** Selected extract **
Very late, they are running on internal battery power and an internal oxygen tank once the service module is gone. Apollo 11 separated about ten minutes out from start of re-entry.
Yes, the command module has pairs of dual thrusters to provide pitch, yaw and roll. The capsule doesn’t just plummet, since it is a lifting body, it is flown, and the pilot has control of this. It had some rather limited cross-range capability too.
This image
shows the thrusters quite well, the ones labelled 27, and 28 are some of the set.
Given they tested unmanned capsules you might assume correctly. The entire guidance and nav system was resident in the command module. (Indeed that was one bit that was reused between missions, being stripped out of a used capsule to be installed in a later one.)
THAT’S a “lifting body”? I thought the Shuttle was a lifting body, not the Apollo capsule.
So how big of a dent would it have made if an Apollo command module would have crunched onto the deck of the Iwo Jima?
The STS Orbiter (the NASA “Shuttle”) is a compound delta wing vehicle, not a lifting body. The Apollo CM is a lifting body at high speeds, althogh at subsonic speed the amount of lift it generates is negligible, hence the need for parachute descent.

** Supplied information **
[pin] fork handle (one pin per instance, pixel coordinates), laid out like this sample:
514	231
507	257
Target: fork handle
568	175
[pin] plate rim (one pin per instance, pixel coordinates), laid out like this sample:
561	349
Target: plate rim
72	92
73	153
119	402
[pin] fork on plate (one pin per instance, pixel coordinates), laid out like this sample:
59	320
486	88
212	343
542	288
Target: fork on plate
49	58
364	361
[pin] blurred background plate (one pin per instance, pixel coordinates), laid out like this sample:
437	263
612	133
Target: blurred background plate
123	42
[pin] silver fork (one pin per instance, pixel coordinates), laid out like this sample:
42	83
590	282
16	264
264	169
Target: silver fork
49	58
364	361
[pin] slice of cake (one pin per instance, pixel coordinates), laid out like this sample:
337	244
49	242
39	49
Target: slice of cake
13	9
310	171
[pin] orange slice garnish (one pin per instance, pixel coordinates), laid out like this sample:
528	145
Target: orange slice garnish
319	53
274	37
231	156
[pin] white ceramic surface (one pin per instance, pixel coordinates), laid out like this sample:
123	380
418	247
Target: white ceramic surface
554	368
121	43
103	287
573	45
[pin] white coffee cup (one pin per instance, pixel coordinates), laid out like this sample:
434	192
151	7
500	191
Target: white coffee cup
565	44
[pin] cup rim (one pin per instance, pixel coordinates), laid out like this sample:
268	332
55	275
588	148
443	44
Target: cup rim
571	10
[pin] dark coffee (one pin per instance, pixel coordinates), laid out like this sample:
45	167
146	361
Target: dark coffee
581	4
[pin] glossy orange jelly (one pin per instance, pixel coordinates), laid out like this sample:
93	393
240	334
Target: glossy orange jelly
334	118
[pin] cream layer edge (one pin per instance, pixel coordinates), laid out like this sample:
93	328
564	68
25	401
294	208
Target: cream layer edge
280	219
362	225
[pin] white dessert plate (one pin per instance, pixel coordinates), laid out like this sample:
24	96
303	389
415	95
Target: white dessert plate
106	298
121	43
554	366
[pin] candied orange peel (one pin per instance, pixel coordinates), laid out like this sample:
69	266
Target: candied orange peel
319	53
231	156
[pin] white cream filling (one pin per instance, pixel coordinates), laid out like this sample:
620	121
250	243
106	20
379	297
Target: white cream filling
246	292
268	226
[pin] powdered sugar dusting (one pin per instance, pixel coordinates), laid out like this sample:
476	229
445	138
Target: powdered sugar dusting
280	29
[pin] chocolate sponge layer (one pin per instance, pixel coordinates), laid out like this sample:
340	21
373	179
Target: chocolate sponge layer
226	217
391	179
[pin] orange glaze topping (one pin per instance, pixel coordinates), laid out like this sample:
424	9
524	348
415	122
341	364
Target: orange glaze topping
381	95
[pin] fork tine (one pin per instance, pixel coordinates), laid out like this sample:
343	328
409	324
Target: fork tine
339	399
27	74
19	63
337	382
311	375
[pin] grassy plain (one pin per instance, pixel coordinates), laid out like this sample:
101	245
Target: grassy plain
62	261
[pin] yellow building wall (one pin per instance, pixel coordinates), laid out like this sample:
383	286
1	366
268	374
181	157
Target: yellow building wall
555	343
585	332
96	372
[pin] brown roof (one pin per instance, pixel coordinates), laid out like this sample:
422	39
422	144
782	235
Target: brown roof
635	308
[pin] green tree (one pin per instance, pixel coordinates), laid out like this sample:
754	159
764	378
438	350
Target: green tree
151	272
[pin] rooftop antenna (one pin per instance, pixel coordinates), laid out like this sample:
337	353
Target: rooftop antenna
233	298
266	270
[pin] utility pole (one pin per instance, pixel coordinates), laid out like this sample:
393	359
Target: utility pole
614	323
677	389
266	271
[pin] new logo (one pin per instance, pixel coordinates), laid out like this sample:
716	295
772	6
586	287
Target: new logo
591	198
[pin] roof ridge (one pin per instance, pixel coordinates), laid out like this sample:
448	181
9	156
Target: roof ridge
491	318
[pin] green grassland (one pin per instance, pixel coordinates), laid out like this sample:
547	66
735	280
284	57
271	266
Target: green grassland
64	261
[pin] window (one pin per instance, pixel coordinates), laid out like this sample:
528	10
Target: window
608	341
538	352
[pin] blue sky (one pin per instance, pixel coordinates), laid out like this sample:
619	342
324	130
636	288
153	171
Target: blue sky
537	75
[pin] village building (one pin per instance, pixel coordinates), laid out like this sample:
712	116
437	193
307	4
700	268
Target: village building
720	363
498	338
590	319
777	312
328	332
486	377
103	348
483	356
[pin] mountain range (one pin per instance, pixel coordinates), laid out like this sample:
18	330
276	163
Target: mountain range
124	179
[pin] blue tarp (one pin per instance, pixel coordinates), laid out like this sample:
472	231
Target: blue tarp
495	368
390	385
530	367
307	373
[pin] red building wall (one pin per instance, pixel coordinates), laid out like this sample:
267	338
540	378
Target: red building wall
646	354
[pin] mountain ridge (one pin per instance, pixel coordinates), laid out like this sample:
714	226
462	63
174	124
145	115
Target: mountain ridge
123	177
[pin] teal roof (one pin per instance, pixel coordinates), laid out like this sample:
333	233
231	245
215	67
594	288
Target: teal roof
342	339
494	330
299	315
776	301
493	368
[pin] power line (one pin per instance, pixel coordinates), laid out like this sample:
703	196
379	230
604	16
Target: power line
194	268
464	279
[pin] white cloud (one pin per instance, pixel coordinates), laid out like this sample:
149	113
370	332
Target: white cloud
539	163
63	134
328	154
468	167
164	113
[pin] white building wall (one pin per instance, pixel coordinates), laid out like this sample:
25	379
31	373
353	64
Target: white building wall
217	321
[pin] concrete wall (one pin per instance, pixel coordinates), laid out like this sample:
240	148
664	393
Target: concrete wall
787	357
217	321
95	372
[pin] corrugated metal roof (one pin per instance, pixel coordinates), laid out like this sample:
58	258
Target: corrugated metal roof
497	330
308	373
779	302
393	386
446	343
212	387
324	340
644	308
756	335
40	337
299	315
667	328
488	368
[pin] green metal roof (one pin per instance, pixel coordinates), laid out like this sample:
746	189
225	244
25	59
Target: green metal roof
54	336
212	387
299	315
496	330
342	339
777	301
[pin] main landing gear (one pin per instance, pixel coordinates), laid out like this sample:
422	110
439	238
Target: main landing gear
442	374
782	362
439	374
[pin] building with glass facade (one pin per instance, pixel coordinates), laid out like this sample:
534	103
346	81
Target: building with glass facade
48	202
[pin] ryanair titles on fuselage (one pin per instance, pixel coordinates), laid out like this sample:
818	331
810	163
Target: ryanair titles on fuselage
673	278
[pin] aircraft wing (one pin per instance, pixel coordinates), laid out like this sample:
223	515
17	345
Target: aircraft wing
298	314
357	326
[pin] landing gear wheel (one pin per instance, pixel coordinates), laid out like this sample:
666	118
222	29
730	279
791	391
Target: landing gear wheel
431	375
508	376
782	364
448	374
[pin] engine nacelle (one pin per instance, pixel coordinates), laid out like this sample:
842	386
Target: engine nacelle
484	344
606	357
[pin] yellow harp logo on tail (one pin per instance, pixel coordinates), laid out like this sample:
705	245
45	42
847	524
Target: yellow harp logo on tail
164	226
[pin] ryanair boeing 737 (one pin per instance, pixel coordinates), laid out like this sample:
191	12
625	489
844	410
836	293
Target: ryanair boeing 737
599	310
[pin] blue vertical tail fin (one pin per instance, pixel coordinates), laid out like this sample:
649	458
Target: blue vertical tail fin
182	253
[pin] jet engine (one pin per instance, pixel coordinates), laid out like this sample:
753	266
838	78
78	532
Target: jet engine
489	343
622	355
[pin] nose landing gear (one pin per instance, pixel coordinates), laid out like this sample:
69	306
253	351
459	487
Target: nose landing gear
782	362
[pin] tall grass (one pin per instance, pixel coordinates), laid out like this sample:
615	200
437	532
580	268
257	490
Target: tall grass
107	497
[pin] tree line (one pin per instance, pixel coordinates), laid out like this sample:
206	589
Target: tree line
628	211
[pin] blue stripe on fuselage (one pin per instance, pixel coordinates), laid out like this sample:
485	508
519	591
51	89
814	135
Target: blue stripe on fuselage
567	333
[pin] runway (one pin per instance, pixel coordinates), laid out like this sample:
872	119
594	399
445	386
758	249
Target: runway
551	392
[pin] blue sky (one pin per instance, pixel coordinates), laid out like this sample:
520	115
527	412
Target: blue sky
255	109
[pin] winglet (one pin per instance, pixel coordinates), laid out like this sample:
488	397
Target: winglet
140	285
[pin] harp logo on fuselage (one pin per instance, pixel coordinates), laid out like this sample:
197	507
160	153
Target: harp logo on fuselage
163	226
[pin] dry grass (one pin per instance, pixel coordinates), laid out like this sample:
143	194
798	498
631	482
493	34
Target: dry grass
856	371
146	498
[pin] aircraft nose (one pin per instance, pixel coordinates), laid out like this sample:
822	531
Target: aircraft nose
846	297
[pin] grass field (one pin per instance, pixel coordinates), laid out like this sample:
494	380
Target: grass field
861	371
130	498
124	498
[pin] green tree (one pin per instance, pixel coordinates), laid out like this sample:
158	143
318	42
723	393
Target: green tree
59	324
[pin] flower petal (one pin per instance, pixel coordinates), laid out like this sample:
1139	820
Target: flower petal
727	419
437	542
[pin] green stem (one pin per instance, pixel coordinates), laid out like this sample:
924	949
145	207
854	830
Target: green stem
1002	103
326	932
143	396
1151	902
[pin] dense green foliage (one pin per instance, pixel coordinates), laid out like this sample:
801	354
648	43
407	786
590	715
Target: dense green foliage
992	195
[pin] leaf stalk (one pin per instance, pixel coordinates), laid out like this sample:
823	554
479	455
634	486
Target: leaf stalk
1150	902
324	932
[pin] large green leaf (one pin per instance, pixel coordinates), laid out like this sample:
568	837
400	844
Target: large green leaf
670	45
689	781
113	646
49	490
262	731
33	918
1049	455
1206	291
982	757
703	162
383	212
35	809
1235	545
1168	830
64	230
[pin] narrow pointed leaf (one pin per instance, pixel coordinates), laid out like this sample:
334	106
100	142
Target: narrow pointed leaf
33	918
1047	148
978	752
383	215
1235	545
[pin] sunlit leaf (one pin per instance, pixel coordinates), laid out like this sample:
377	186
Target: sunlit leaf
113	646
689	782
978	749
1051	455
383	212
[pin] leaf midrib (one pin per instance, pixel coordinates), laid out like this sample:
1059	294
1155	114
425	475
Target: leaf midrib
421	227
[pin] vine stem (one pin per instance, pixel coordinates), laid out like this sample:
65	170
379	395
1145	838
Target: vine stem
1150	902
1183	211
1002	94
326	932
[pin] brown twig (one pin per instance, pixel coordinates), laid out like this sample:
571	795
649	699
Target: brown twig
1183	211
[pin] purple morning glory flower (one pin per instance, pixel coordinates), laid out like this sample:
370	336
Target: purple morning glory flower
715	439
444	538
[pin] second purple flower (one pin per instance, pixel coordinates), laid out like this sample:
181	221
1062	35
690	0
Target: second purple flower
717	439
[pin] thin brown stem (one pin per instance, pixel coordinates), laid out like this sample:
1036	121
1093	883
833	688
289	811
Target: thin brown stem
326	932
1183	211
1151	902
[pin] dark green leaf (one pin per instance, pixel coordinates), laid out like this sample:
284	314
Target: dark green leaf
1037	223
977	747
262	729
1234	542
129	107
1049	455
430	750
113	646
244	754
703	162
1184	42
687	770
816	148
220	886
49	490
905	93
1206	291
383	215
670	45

** Task details **
According to the Apollo re-entry thread, why did the command module need to descend by parachute? Answer in one to three sentences.

** Solution to the exercise **
The command module acts as a lifting body at high speeds, but at subsonic speed it generates a negligible amount of lift. Because of that, it needed a parachute descent.